> Work to be completed
Each record must be written out again exactly. Skip any picture it contains.

── Provided records ──

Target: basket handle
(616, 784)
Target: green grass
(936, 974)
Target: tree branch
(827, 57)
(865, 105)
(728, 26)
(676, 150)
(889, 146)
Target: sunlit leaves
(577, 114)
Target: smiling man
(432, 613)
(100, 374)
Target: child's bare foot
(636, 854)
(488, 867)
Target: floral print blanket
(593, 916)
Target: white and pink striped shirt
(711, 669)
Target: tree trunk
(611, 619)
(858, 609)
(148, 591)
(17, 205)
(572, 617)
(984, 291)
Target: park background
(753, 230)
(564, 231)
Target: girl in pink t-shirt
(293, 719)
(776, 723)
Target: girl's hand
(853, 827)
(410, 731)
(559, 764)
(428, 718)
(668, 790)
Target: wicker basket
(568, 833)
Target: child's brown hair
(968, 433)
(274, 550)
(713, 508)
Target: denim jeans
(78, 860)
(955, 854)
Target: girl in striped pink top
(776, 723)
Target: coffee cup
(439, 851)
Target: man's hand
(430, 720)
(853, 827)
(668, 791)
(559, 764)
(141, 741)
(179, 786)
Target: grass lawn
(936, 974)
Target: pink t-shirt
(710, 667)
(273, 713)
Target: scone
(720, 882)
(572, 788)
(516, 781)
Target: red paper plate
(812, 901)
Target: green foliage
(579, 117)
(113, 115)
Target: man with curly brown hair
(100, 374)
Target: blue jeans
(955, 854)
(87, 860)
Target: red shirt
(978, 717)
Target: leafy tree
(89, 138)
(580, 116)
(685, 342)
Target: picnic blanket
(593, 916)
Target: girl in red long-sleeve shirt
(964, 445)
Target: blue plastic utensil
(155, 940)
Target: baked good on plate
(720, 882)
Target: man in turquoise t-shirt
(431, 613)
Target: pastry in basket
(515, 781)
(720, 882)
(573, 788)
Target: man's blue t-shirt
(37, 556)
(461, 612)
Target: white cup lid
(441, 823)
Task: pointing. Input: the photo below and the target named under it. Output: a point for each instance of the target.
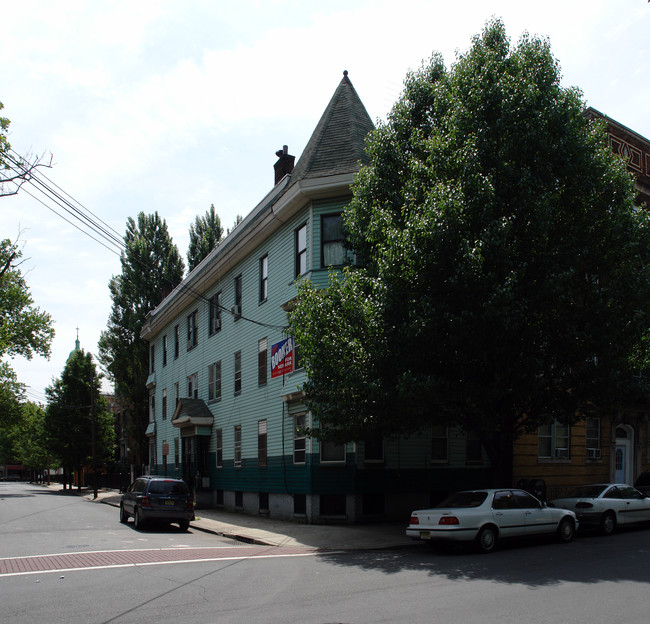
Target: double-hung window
(301, 250)
(332, 241)
(264, 278)
(214, 381)
(219, 447)
(238, 372)
(261, 442)
(439, 443)
(238, 297)
(262, 364)
(592, 438)
(299, 439)
(237, 446)
(215, 314)
(192, 330)
(553, 440)
(193, 386)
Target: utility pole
(92, 420)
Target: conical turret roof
(337, 144)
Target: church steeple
(77, 345)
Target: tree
(11, 395)
(505, 271)
(24, 329)
(74, 402)
(205, 234)
(151, 266)
(15, 170)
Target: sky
(174, 106)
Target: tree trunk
(499, 450)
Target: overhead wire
(100, 228)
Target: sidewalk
(272, 532)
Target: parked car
(157, 499)
(642, 482)
(606, 505)
(486, 516)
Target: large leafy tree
(74, 401)
(505, 275)
(151, 266)
(24, 329)
(205, 234)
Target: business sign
(282, 358)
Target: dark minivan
(157, 499)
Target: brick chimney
(285, 163)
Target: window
(238, 372)
(592, 438)
(238, 296)
(219, 443)
(193, 386)
(237, 446)
(264, 278)
(152, 407)
(553, 440)
(439, 443)
(215, 314)
(192, 330)
(299, 439)
(331, 451)
(164, 406)
(214, 381)
(261, 443)
(301, 250)
(262, 361)
(332, 241)
(374, 449)
(473, 448)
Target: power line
(101, 229)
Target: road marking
(103, 560)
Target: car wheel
(487, 539)
(566, 530)
(608, 523)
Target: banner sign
(282, 358)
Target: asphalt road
(169, 576)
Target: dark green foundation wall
(280, 475)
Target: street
(107, 572)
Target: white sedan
(605, 505)
(486, 516)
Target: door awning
(193, 417)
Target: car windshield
(586, 491)
(463, 499)
(167, 487)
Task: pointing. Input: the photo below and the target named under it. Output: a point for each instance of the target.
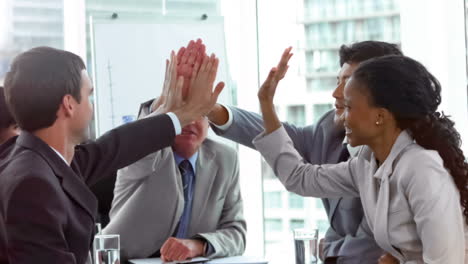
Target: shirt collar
(402, 141)
(192, 160)
(352, 150)
(60, 155)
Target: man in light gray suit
(181, 202)
(347, 240)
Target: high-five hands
(267, 91)
(188, 86)
(187, 57)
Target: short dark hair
(364, 50)
(37, 82)
(6, 119)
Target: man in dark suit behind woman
(8, 126)
(46, 208)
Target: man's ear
(384, 116)
(68, 105)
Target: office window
(273, 200)
(322, 226)
(296, 201)
(324, 25)
(273, 225)
(28, 24)
(296, 224)
(318, 204)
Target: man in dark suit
(46, 207)
(347, 241)
(8, 126)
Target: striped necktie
(187, 174)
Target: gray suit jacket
(149, 201)
(348, 237)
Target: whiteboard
(129, 57)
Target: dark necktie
(344, 155)
(187, 174)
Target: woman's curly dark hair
(405, 87)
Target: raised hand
(267, 91)
(201, 97)
(187, 57)
(171, 96)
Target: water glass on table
(106, 249)
(306, 246)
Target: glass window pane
(272, 199)
(324, 25)
(296, 201)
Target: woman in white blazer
(411, 174)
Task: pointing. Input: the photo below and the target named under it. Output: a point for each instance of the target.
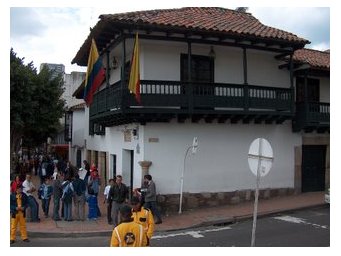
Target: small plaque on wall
(153, 140)
(127, 136)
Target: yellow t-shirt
(128, 234)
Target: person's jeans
(152, 206)
(33, 204)
(68, 211)
(115, 209)
(56, 206)
(109, 216)
(79, 207)
(46, 206)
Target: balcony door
(202, 69)
(313, 90)
(313, 168)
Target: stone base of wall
(169, 204)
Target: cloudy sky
(54, 35)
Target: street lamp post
(194, 149)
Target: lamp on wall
(211, 53)
(114, 63)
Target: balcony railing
(312, 116)
(191, 98)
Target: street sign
(194, 148)
(195, 145)
(260, 159)
(260, 156)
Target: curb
(217, 222)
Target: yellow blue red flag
(95, 74)
(134, 78)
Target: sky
(55, 34)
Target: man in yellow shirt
(143, 216)
(128, 233)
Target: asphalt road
(308, 228)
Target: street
(306, 228)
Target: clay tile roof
(206, 18)
(78, 106)
(316, 59)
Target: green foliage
(36, 104)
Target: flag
(134, 78)
(95, 74)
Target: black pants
(109, 206)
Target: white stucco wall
(221, 160)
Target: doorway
(128, 169)
(313, 167)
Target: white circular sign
(260, 156)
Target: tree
(36, 104)
(22, 87)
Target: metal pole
(255, 209)
(182, 179)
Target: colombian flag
(94, 75)
(134, 78)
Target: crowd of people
(133, 220)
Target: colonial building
(215, 74)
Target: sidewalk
(188, 219)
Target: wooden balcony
(163, 100)
(312, 116)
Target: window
(202, 68)
(313, 87)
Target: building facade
(226, 83)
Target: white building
(211, 73)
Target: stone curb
(220, 221)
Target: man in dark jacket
(57, 194)
(19, 203)
(118, 194)
(79, 188)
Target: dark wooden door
(313, 168)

───

> Response box
Target: basket handle
(616, 784)
Target: green grass
(936, 974)
Target: tree branch
(827, 57)
(865, 105)
(728, 26)
(676, 150)
(889, 146)
Target: sunlit leaves
(577, 114)
Target: smiling man
(432, 613)
(100, 374)
Target: child's bare foot
(636, 854)
(488, 867)
Target: floral print blanket
(593, 916)
Target: white and pink striped shirt
(711, 669)
Target: tree trunk
(611, 619)
(858, 609)
(148, 591)
(17, 205)
(572, 617)
(984, 291)
Target: park background
(753, 230)
(564, 231)
Target: girl in pink t-shirt
(293, 719)
(776, 723)
Target: girl's hand
(853, 827)
(410, 731)
(559, 764)
(428, 718)
(668, 790)
Target: wicker basket
(568, 833)
Target: child's brown hair
(968, 433)
(274, 550)
(713, 508)
Target: denim jeans
(78, 860)
(955, 854)
Target: girl in striped pink top
(776, 723)
Target: coffee cup
(439, 851)
Target: man's hand
(430, 720)
(853, 827)
(668, 791)
(559, 764)
(141, 741)
(179, 786)
Target: grass lawn
(936, 974)
Target: pink t-shirt
(710, 667)
(273, 713)
Target: scone
(720, 882)
(572, 788)
(516, 781)
Target: red paper plate
(812, 901)
Target: green foliage
(579, 117)
(113, 115)
Target: man with curly brown hair
(100, 374)
Target: blue jeans
(955, 854)
(87, 860)
Target: red shirt
(978, 717)
Target: leafy tree
(89, 138)
(580, 116)
(685, 342)
Target: picnic blanket
(593, 916)
Target: girl in red long-sleeve shirt
(964, 445)
Target: blue plastic utensil
(155, 940)
Target: baked good on plate
(720, 882)
Target: man in turquoise t-shirt
(431, 613)
Target: pastry in basket
(515, 781)
(720, 882)
(573, 788)
Target: man's blue t-shirt
(37, 556)
(461, 612)
Target: white cup lid
(441, 823)
Task: pointing. Input: the photo below and the target named under it. Output: a point for each instance of the target.
Target: double-hung window
(301, 250)
(332, 241)
(264, 278)
(214, 381)
(219, 447)
(238, 372)
(261, 442)
(439, 443)
(238, 297)
(262, 364)
(592, 438)
(299, 439)
(237, 446)
(215, 314)
(192, 330)
(553, 440)
(193, 386)
Target: utility pole
(92, 420)
Target: conical turret roof
(337, 144)
Target: church steeple
(77, 345)
Target: tree
(11, 395)
(505, 271)
(24, 329)
(74, 402)
(205, 234)
(151, 266)
(15, 170)
Target: sky
(174, 106)
Target: tree trunk
(499, 450)
Target: overhead wire
(100, 228)
Target: sidewalk
(272, 532)
Target: parked car
(157, 499)
(642, 482)
(606, 505)
(486, 516)
Target: large leafy tree
(74, 401)
(505, 275)
(151, 266)
(24, 329)
(205, 234)
Target: business sign
(282, 358)
Target: dark minivan
(157, 499)
Target: brick chimney
(285, 163)
Target: window
(238, 372)
(592, 438)
(238, 296)
(219, 443)
(193, 386)
(237, 446)
(264, 278)
(152, 407)
(553, 440)
(439, 443)
(215, 314)
(192, 330)
(299, 439)
(331, 451)
(164, 406)
(214, 381)
(261, 443)
(301, 250)
(262, 361)
(332, 241)
(374, 449)
(473, 448)
Target: power line
(101, 229)
Target: road marking
(103, 560)
Target: car wheel
(487, 539)
(566, 530)
(608, 523)
Target: banner sign
(282, 358)
Target: asphalt road
(169, 576)
Target: dark green foundation wall
(280, 475)
Target: street
(107, 572)
Target: white sedan
(605, 505)
(486, 516)
Target: door awning
(193, 417)
Target: car windshield
(586, 491)
(463, 499)
(167, 487)
Task: pointing. Input: the photo below and the target named under it. Output: a point for each instance of the target.
Target: shirt collar
(402, 141)
(192, 160)
(352, 150)
(60, 155)
Target: man in light gray suit
(181, 202)
(347, 240)
Target: high-five hands
(267, 91)
(188, 86)
(187, 57)
Target: short dark hair
(364, 50)
(37, 82)
(6, 119)
Target: man in dark suit behind woman
(8, 126)
(46, 208)
Target: man's ear
(384, 116)
(68, 105)
Target: office window
(273, 200)
(322, 226)
(296, 201)
(324, 25)
(273, 225)
(28, 24)
(296, 224)
(318, 204)
Target: man in dark suit
(46, 207)
(347, 241)
(8, 126)
Target: striped necktie
(187, 174)
Target: gray suit jacket
(149, 201)
(348, 237)
Target: whiteboard
(129, 57)
Target: dark necktie
(344, 155)
(187, 174)
Target: woman's curly dark hair
(405, 87)
Target: raised hand
(267, 91)
(201, 97)
(187, 57)
(171, 96)
Target: water glass on table
(106, 249)
(306, 246)
Target: glass window pane
(272, 199)
(324, 25)
(296, 201)
Target: woman in white blazer
(411, 174)
Task: pointing. Input: the photo below and the target named under it. Output: a point for each instance of the target.
Target: small plaque on wall
(153, 140)
(127, 136)
Target: yellow t-shirt
(128, 234)
Target: person's jeans
(152, 206)
(33, 204)
(68, 211)
(115, 209)
(56, 206)
(109, 216)
(79, 207)
(46, 206)
Target: balcony door
(202, 69)
(313, 90)
(313, 168)
Target: stone base of wall
(169, 204)
Target: cloudy sky
(54, 35)
Target: street lamp post
(194, 149)
Target: lamp on wall
(211, 53)
(114, 63)
Target: balcony railing
(312, 116)
(191, 98)
Target: street sign
(194, 148)
(195, 145)
(260, 159)
(260, 156)
Target: curb
(217, 222)
Target: yellow blue red flag
(95, 74)
(134, 78)
Target: sky
(55, 34)
Target: man in yellow shirt
(143, 216)
(128, 233)
Target: asphalt road
(308, 228)
Target: street
(306, 228)
Target: clay tile roof
(206, 18)
(78, 106)
(316, 59)
Target: green foliage
(36, 104)
Target: flag
(134, 78)
(95, 74)
Target: black pants
(109, 206)
Target: white stucco wall
(221, 160)
Target: doorway
(128, 169)
(313, 167)
Target: white circular sign
(260, 156)
Target: tree
(36, 104)
(22, 87)
Target: metal pole
(255, 209)
(182, 179)
Target: colombian flag
(94, 75)
(134, 78)
Target: crowd of people
(133, 220)
Target: colonial building
(215, 74)
Target: sidewalk
(188, 219)
Target: wooden balcony
(163, 100)
(312, 116)
Target: window
(202, 68)
(313, 87)
Target: building facade
(226, 83)
Target: white building
(211, 73)
Target: stone curb
(220, 221)
Target: man in dark jacket
(57, 194)
(19, 203)
(118, 194)
(79, 188)
Target: dark wooden door
(313, 168)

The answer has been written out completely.